* begin Stored rows *

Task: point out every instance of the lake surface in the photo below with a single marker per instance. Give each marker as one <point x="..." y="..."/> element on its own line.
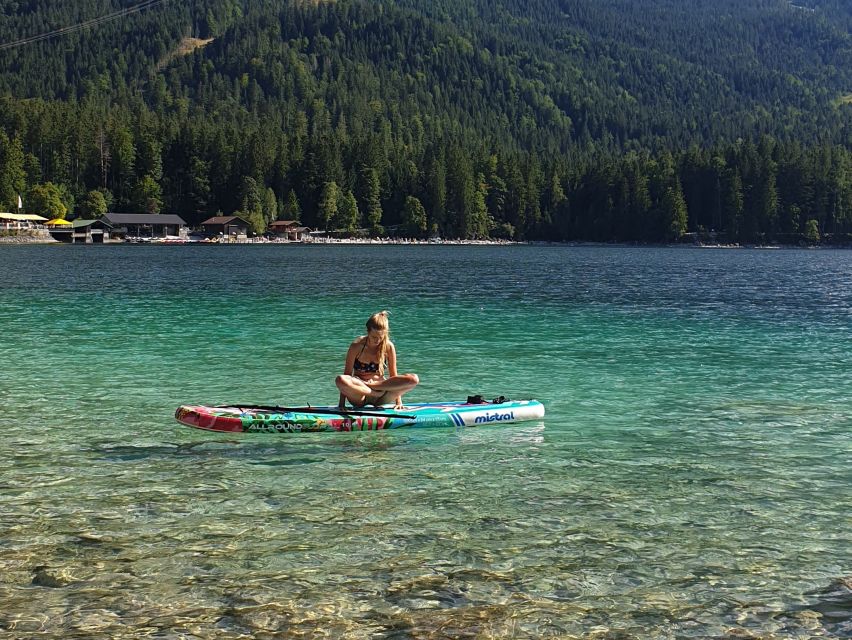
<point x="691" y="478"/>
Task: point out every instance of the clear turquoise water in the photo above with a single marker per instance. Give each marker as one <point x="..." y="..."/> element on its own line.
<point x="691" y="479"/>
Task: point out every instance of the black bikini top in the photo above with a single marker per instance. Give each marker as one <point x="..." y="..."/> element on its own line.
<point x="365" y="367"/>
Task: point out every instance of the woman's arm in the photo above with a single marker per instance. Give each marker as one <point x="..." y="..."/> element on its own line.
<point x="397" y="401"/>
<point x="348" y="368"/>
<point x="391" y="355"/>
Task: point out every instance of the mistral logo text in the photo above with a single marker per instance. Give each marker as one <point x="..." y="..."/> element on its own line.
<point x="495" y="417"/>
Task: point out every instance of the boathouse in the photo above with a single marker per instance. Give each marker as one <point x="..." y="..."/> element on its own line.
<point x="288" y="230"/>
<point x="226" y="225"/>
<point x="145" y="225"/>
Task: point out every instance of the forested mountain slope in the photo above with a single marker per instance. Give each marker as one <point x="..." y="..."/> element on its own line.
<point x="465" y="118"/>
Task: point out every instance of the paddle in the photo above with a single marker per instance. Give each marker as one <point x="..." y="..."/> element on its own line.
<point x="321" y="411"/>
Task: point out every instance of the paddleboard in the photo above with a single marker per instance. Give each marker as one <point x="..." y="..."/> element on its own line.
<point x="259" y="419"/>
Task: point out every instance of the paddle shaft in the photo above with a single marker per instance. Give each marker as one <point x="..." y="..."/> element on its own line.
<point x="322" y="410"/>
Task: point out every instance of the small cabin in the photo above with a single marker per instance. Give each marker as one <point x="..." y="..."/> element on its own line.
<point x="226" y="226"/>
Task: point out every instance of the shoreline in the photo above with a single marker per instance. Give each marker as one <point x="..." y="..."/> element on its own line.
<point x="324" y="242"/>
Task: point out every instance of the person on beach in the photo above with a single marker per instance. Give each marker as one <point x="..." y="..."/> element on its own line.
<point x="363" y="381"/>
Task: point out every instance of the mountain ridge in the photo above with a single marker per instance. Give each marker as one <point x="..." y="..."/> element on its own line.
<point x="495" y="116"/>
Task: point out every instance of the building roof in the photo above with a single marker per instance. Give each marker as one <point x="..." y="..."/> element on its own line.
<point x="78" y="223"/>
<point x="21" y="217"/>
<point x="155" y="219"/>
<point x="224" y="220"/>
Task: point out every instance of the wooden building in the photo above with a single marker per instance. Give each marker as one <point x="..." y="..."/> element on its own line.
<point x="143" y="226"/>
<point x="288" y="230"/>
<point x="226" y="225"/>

* end Stored rows *
* begin Stored rows *

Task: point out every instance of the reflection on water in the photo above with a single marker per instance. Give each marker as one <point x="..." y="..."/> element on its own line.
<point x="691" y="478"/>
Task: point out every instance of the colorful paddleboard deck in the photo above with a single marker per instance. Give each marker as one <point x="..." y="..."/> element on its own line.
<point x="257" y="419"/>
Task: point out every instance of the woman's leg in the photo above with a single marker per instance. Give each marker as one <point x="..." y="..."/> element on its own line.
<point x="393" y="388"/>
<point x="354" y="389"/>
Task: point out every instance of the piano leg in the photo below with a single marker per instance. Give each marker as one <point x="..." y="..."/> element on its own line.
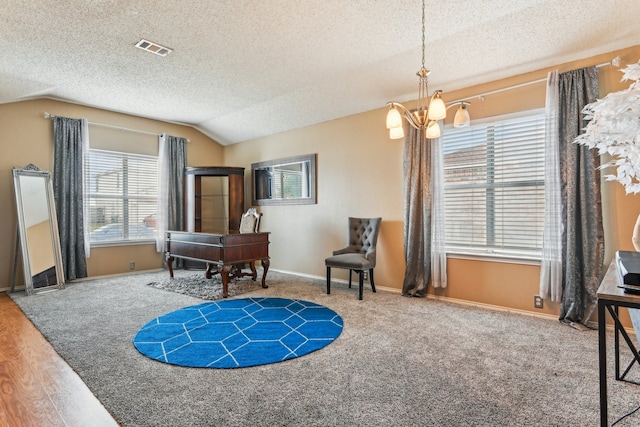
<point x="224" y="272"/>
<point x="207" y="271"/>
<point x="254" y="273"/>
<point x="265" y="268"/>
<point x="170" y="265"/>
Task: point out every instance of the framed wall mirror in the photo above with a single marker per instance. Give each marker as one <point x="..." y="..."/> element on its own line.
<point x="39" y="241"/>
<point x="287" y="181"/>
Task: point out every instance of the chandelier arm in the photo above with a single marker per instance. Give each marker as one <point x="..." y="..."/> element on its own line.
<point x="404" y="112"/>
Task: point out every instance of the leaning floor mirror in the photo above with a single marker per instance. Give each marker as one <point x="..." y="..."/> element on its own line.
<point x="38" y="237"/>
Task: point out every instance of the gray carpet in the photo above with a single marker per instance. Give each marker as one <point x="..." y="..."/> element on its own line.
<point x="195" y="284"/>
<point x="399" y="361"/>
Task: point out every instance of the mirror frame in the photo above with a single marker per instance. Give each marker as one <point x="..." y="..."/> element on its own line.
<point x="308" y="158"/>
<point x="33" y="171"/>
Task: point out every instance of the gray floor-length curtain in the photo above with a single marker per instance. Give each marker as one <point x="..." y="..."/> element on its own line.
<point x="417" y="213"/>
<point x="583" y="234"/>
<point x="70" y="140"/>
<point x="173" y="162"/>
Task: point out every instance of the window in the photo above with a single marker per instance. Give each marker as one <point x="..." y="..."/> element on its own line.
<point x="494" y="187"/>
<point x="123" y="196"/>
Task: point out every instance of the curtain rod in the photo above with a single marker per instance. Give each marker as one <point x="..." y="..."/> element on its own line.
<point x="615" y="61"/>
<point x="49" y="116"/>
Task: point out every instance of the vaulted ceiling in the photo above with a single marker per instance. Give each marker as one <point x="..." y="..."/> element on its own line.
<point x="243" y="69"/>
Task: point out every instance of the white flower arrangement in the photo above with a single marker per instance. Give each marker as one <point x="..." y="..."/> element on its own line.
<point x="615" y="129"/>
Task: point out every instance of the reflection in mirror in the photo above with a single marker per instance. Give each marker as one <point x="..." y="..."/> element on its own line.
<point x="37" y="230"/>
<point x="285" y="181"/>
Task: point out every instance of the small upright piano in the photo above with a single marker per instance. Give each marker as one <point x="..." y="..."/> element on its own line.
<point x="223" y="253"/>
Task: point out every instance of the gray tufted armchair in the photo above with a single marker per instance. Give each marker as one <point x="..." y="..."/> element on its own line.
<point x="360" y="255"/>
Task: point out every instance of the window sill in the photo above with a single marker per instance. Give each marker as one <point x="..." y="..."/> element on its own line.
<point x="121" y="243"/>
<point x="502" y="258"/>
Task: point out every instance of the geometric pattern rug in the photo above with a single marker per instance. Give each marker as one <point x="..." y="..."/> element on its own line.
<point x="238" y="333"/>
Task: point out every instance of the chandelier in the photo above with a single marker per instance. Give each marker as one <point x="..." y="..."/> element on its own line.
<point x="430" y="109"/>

* end Stored rows *
* begin Stored rows *

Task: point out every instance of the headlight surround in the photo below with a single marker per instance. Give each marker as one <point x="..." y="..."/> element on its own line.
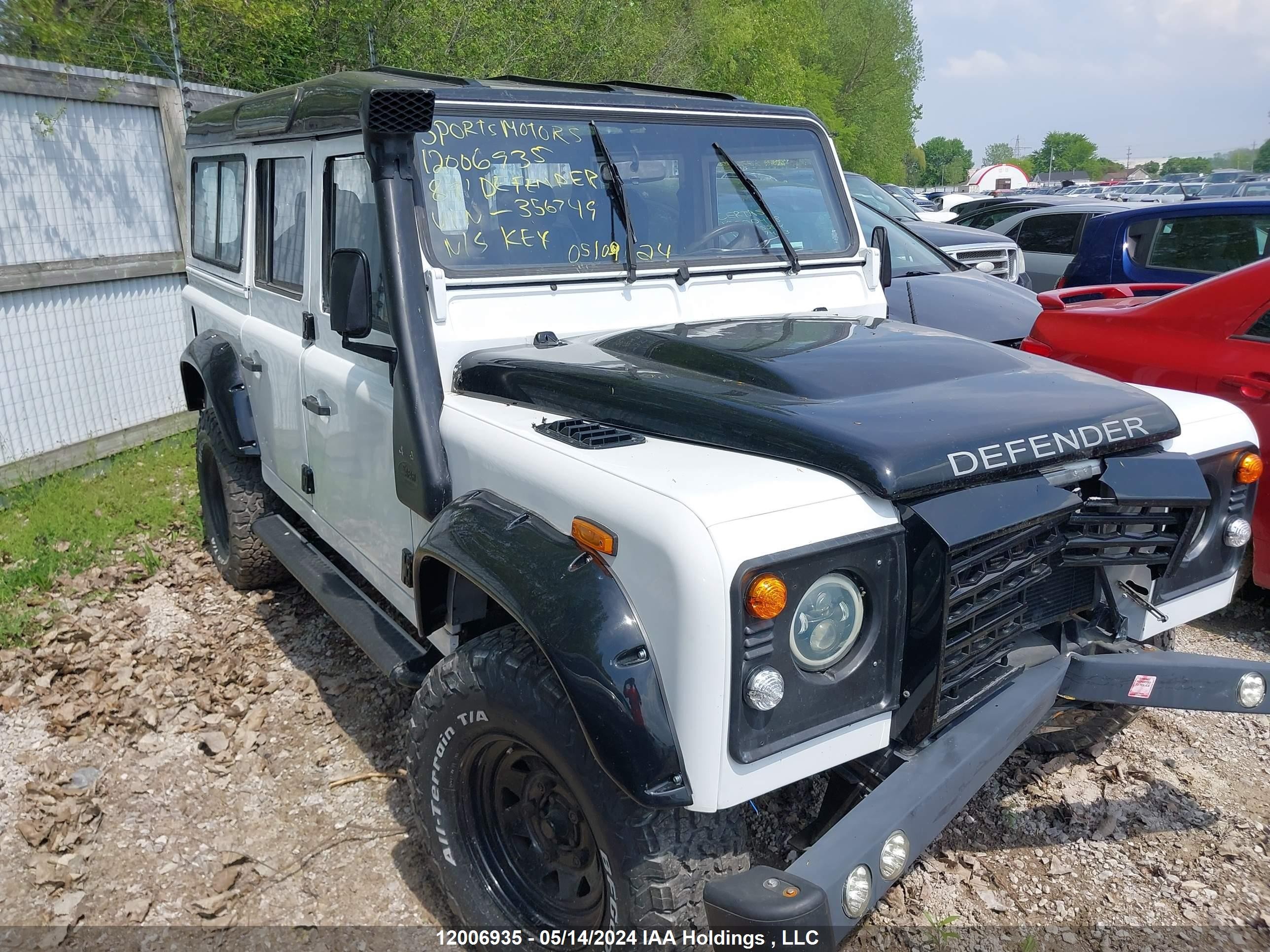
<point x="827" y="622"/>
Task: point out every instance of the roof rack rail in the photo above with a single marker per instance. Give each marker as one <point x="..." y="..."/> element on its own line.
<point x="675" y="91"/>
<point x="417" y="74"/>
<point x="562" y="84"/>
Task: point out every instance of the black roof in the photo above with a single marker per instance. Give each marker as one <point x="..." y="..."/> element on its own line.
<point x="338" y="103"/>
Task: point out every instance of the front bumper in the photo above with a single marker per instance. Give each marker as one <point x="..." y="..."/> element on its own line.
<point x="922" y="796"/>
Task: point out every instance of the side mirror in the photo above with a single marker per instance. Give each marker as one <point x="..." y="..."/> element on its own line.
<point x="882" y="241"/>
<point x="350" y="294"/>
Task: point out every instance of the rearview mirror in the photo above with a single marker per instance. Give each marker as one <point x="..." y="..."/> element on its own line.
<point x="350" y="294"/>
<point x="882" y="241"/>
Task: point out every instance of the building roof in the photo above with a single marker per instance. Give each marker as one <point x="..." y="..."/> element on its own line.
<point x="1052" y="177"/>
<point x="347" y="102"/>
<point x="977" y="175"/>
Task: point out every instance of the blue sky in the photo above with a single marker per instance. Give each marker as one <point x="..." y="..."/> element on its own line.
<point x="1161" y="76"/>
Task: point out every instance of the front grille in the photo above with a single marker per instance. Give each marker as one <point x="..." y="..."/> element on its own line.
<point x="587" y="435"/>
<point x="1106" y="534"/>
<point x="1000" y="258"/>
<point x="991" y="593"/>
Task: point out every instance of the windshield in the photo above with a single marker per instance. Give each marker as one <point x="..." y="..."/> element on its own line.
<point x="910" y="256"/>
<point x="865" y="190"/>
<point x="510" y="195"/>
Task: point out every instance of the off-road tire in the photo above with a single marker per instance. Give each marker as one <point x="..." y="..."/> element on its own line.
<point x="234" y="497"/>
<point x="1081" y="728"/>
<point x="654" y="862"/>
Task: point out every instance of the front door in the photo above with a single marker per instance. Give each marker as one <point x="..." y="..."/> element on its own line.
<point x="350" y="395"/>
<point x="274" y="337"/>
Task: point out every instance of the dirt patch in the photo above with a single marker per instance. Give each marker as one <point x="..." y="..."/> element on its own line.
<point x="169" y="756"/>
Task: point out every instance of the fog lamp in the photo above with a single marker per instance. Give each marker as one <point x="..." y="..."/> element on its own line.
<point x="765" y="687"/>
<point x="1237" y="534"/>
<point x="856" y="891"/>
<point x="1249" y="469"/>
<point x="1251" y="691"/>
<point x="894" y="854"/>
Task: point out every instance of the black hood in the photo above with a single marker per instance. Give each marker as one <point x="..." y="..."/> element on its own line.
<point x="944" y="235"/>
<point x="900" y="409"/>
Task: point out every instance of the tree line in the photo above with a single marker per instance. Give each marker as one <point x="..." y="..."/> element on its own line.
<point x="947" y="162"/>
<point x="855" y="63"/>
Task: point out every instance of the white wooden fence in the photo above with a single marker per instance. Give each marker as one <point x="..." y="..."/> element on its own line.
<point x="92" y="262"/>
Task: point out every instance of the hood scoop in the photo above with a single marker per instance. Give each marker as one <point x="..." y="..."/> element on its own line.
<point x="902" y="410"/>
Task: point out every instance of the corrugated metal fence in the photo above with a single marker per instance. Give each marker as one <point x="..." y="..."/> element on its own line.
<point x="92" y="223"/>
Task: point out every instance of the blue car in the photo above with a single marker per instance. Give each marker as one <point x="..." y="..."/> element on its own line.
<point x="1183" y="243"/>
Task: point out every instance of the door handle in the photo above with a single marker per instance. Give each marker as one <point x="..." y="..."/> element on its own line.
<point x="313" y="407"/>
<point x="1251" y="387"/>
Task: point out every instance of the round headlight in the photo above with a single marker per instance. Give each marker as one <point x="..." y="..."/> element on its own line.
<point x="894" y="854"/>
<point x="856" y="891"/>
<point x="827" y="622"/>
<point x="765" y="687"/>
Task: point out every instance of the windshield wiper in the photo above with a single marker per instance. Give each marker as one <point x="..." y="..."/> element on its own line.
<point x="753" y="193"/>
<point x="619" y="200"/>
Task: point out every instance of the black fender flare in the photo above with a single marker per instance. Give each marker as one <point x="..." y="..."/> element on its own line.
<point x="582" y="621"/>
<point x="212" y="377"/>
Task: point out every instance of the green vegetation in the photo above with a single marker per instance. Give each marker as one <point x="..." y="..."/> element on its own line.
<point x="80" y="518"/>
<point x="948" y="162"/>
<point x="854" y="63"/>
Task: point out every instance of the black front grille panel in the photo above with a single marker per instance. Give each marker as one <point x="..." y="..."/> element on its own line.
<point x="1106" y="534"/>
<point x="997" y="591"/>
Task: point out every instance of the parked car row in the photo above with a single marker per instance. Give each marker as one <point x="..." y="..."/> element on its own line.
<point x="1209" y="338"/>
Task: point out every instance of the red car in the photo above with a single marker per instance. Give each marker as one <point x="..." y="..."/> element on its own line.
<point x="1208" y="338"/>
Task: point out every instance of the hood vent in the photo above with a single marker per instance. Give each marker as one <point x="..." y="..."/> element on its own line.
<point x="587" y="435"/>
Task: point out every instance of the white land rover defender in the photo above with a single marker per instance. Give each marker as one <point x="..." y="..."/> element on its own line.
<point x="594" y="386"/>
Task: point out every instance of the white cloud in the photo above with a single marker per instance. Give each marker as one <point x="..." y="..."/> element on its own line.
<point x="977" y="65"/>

* end Stored rows *

Required work: How many of the lines above contain the string "boathouse"? Case counts, so match capitals exactly, and reply with the number alone.

Task output: 1